Data provided: Begin
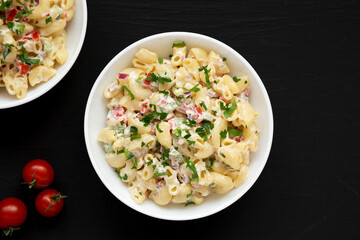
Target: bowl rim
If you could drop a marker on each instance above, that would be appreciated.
(184, 35)
(59, 76)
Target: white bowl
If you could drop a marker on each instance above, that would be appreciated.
(75, 31)
(96, 113)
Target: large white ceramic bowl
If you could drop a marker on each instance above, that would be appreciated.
(96, 113)
(75, 31)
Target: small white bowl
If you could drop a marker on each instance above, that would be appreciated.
(75, 31)
(96, 111)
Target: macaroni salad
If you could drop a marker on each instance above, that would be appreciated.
(33, 40)
(179, 129)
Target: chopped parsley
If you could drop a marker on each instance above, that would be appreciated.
(223, 134)
(190, 165)
(182, 44)
(152, 77)
(202, 104)
(158, 128)
(228, 110)
(16, 27)
(157, 174)
(188, 203)
(206, 71)
(164, 155)
(187, 135)
(7, 49)
(24, 58)
(119, 175)
(25, 12)
(234, 132)
(49, 19)
(130, 93)
(236, 79)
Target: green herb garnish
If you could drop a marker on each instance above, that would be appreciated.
(191, 166)
(202, 104)
(228, 110)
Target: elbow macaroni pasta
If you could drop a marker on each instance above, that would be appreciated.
(33, 39)
(179, 129)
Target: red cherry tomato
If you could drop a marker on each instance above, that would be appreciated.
(49, 202)
(38, 173)
(13, 213)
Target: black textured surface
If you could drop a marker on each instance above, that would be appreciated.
(307, 54)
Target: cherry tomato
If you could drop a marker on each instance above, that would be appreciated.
(38, 173)
(13, 213)
(49, 202)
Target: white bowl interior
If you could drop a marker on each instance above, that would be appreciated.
(96, 113)
(75, 31)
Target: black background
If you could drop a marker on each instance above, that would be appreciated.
(307, 54)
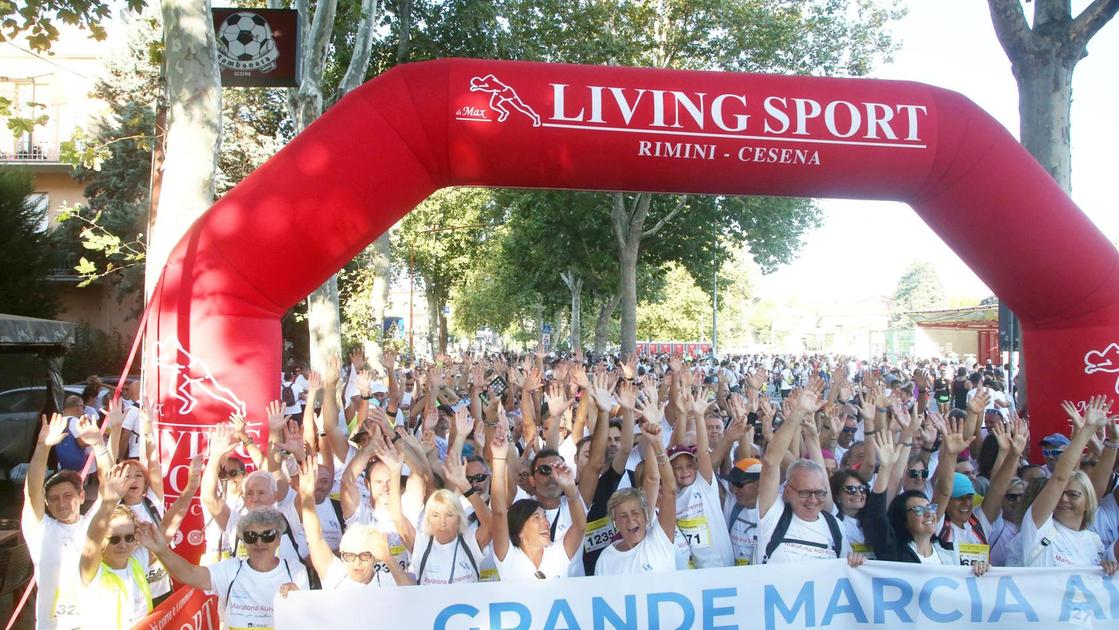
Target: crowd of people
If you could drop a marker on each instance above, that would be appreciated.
(549, 467)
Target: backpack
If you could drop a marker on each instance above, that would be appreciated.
(288, 395)
(782, 528)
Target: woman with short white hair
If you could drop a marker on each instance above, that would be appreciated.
(1055, 530)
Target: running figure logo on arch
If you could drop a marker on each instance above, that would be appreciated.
(1106, 360)
(502, 99)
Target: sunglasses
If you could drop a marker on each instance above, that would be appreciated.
(921, 511)
(266, 536)
(364, 556)
(128, 538)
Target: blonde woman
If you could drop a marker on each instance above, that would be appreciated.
(113, 569)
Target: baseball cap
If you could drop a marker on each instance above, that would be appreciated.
(961, 486)
(749, 469)
(1055, 440)
(680, 450)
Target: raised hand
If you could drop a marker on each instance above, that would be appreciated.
(115, 483)
(332, 372)
(1097, 413)
(276, 417)
(223, 440)
(564, 475)
(150, 536)
(54, 430)
(463, 424)
(454, 473)
(556, 398)
(627, 395)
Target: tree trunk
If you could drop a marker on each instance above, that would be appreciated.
(381, 264)
(1044, 106)
(602, 323)
(575, 285)
(194, 133)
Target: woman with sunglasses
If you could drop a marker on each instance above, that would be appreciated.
(1056, 528)
(647, 533)
(523, 544)
(366, 560)
(906, 532)
(245, 588)
(114, 592)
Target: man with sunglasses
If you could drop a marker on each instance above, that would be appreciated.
(245, 586)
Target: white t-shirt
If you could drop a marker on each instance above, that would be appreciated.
(447, 563)
(699, 518)
(743, 530)
(132, 423)
(654, 553)
(337, 579)
(517, 565)
(158, 577)
(251, 592)
(1055, 545)
(293, 554)
(329, 524)
(802, 541)
(967, 535)
(53, 546)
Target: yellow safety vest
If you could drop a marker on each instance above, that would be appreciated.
(112, 589)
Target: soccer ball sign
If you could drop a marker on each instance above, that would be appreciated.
(245, 43)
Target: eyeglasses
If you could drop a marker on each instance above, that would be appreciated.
(266, 536)
(364, 556)
(808, 494)
(921, 511)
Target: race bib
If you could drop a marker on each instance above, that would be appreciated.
(863, 548)
(972, 553)
(599, 534)
(696, 532)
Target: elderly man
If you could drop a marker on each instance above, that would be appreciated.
(800, 526)
(260, 489)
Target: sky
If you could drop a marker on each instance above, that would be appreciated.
(951, 44)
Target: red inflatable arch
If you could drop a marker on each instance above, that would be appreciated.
(215, 327)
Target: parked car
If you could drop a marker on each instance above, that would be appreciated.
(19, 421)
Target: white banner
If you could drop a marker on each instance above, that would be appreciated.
(818, 594)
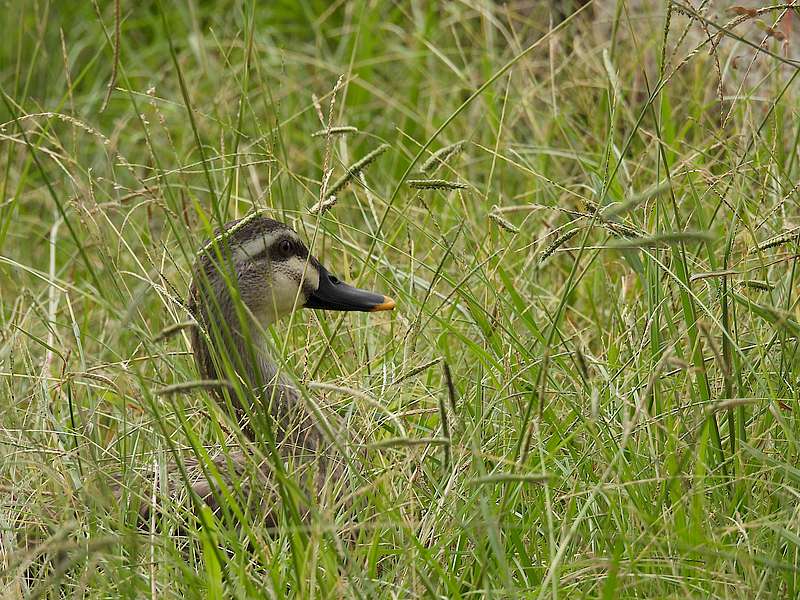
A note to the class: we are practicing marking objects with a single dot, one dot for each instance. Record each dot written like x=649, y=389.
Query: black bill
x=333, y=294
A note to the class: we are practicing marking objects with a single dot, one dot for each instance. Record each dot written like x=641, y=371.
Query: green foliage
x=582, y=391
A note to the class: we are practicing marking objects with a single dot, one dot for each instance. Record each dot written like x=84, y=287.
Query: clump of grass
x=663, y=239
x=435, y=184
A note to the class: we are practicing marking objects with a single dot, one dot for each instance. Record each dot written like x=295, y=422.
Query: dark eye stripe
x=277, y=254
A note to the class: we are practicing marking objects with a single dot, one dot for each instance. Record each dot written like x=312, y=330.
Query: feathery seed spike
x=559, y=241
x=339, y=130
x=778, y=240
x=435, y=184
x=355, y=169
x=503, y=223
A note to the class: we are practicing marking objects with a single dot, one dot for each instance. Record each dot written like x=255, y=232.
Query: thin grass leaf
x=441, y=156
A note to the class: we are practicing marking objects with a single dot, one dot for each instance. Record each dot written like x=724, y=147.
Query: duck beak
x=333, y=294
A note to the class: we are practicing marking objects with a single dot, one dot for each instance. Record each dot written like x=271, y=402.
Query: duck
x=253, y=273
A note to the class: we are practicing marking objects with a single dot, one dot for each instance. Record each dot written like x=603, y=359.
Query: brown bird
x=253, y=273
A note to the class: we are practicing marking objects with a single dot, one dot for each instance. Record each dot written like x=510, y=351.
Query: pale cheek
x=284, y=295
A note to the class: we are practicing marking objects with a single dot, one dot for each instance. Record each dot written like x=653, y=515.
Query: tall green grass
x=589, y=385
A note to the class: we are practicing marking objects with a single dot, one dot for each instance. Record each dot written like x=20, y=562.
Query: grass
x=589, y=387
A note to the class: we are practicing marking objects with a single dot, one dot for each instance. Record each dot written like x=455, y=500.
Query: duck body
x=253, y=273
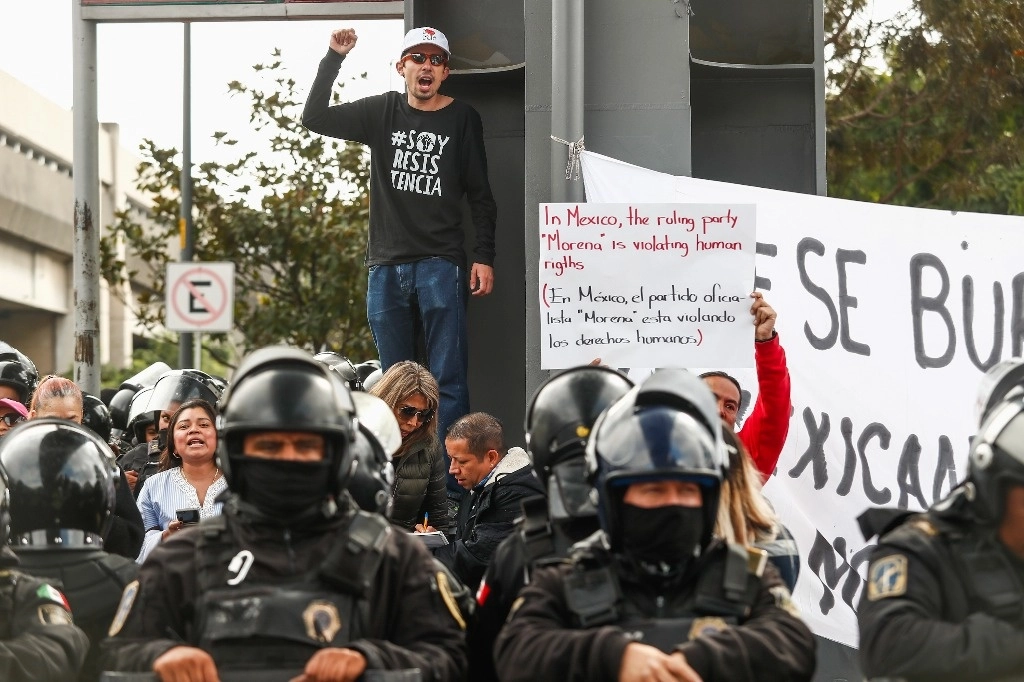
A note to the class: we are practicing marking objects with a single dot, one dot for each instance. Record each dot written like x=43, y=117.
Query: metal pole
x=566, y=93
x=185, y=226
x=85, y=161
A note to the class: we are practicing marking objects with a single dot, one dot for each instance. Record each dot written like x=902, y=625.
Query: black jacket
x=486, y=516
x=37, y=638
x=92, y=582
x=419, y=486
x=943, y=601
x=407, y=621
x=126, y=534
x=543, y=640
x=509, y=571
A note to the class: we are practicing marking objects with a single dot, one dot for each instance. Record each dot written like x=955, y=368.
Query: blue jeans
x=436, y=291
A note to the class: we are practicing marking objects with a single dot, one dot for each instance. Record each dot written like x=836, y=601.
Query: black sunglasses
x=420, y=57
x=12, y=418
x=409, y=411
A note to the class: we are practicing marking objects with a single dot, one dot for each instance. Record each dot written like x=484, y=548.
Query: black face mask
x=669, y=536
x=281, y=488
x=161, y=441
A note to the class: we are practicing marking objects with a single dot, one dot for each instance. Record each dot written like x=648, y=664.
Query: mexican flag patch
x=47, y=592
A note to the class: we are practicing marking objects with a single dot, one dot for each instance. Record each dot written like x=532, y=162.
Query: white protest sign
x=889, y=316
x=200, y=297
x=646, y=283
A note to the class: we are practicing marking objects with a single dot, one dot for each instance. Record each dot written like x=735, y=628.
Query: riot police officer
x=652, y=595
x=62, y=480
x=292, y=577
x=944, y=597
x=38, y=639
x=558, y=421
x=171, y=389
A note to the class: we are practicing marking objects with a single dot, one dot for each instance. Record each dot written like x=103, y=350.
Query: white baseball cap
x=425, y=36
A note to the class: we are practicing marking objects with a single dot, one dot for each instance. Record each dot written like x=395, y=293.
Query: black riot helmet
x=1003, y=381
x=377, y=439
x=121, y=402
x=96, y=417
x=341, y=366
x=22, y=378
x=996, y=460
x=176, y=386
x=60, y=479
x=139, y=416
x=660, y=430
x=9, y=352
x=286, y=389
x=364, y=370
x=563, y=410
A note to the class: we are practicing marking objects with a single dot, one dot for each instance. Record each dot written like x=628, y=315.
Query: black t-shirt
x=422, y=164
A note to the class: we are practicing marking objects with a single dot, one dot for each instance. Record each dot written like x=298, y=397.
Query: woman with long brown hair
x=745, y=517
x=419, y=465
x=188, y=480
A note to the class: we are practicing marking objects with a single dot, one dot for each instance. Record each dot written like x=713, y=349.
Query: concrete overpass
x=37, y=297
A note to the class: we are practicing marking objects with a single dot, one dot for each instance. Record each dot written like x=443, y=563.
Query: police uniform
x=536, y=542
x=944, y=597
x=38, y=640
x=943, y=601
x=573, y=622
x=258, y=596
x=92, y=582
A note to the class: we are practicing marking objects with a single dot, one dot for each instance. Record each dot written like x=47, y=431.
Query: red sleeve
x=765, y=429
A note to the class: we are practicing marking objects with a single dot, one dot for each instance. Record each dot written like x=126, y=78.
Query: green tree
x=926, y=110
x=292, y=218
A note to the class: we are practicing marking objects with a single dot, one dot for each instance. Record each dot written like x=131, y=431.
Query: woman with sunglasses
x=419, y=465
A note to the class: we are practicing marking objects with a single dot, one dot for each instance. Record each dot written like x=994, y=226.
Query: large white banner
x=635, y=284
x=889, y=316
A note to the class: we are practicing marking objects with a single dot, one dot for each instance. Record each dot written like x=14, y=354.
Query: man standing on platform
x=426, y=154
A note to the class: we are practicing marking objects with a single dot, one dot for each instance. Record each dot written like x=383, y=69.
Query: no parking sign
x=200, y=297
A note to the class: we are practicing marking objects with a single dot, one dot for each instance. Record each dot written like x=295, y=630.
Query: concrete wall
x=37, y=229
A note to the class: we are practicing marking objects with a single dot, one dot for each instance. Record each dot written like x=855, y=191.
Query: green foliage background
x=292, y=218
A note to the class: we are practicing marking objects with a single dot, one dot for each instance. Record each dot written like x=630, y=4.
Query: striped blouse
x=163, y=495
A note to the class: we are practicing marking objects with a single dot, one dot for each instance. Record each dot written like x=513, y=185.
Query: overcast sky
x=139, y=66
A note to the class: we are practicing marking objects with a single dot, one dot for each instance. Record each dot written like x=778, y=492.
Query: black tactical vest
x=725, y=594
x=245, y=625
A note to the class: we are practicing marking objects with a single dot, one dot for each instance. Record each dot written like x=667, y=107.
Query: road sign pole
x=186, y=351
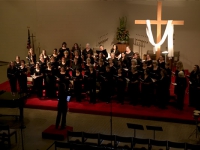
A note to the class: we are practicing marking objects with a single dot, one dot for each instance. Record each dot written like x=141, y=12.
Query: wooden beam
x=174, y=22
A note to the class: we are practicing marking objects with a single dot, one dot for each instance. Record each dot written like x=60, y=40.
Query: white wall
x=82, y=21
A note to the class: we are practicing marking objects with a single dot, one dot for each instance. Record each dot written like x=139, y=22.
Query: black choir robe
x=12, y=76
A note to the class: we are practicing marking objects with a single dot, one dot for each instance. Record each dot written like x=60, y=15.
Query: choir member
x=54, y=64
x=86, y=51
x=106, y=85
x=100, y=56
x=133, y=86
x=76, y=48
x=87, y=65
x=181, y=87
x=63, y=63
x=67, y=60
x=17, y=62
x=75, y=66
x=115, y=60
x=124, y=59
x=77, y=55
x=55, y=54
x=161, y=62
x=144, y=57
x=91, y=58
x=163, y=89
x=12, y=77
x=115, y=51
x=133, y=64
x=100, y=70
x=179, y=67
x=146, y=88
x=78, y=84
x=63, y=77
x=155, y=71
x=91, y=83
x=168, y=75
x=62, y=49
x=149, y=61
x=44, y=53
x=128, y=56
x=38, y=80
x=112, y=66
x=102, y=50
x=22, y=72
x=137, y=57
x=31, y=59
x=50, y=84
x=144, y=67
x=62, y=106
x=120, y=85
x=192, y=85
x=42, y=63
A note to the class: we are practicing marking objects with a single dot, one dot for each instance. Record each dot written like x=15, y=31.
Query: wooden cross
x=159, y=22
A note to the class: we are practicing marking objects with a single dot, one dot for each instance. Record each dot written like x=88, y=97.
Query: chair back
x=176, y=145
x=192, y=146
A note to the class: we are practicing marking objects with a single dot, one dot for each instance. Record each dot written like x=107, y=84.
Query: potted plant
x=122, y=32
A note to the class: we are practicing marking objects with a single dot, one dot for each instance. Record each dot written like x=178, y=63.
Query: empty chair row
x=118, y=142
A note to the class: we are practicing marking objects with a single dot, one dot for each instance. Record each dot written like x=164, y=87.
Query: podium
x=122, y=47
x=135, y=127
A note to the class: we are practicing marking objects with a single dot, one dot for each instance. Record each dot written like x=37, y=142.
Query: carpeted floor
x=126, y=110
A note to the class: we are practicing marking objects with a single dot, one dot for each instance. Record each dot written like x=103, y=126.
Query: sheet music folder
x=135, y=126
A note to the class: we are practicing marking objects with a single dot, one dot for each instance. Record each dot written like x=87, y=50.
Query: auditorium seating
x=122, y=142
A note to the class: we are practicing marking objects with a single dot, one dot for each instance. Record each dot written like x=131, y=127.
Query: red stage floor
x=126, y=110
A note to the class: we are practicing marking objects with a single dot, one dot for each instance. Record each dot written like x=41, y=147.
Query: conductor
x=62, y=106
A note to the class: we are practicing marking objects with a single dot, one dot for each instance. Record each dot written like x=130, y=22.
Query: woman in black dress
x=181, y=87
x=87, y=51
x=134, y=86
x=11, y=75
x=192, y=85
x=115, y=51
x=146, y=88
x=120, y=84
x=22, y=72
x=91, y=83
x=163, y=89
x=62, y=106
x=78, y=78
x=38, y=80
x=50, y=78
x=161, y=62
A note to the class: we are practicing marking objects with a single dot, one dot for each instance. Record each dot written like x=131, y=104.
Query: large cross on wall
x=159, y=22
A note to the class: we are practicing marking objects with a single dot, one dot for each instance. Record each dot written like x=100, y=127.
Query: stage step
x=56, y=134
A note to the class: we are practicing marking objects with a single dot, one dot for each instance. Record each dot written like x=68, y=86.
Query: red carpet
x=126, y=110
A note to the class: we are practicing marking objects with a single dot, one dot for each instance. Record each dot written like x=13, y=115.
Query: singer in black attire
x=50, y=81
x=22, y=71
x=133, y=86
x=121, y=84
x=78, y=85
x=162, y=90
x=91, y=81
x=62, y=106
x=38, y=80
x=192, y=85
x=11, y=75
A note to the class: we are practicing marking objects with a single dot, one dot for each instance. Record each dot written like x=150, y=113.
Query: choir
x=146, y=82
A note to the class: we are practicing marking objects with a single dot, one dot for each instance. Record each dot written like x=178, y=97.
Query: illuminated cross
Data provided: End
▶ [Exercise]: Return each line from the data where the string "macaroni" can be found.

▶ [Reply to the task]:
Target: macaroni salad
Target: elbow macaroni pasta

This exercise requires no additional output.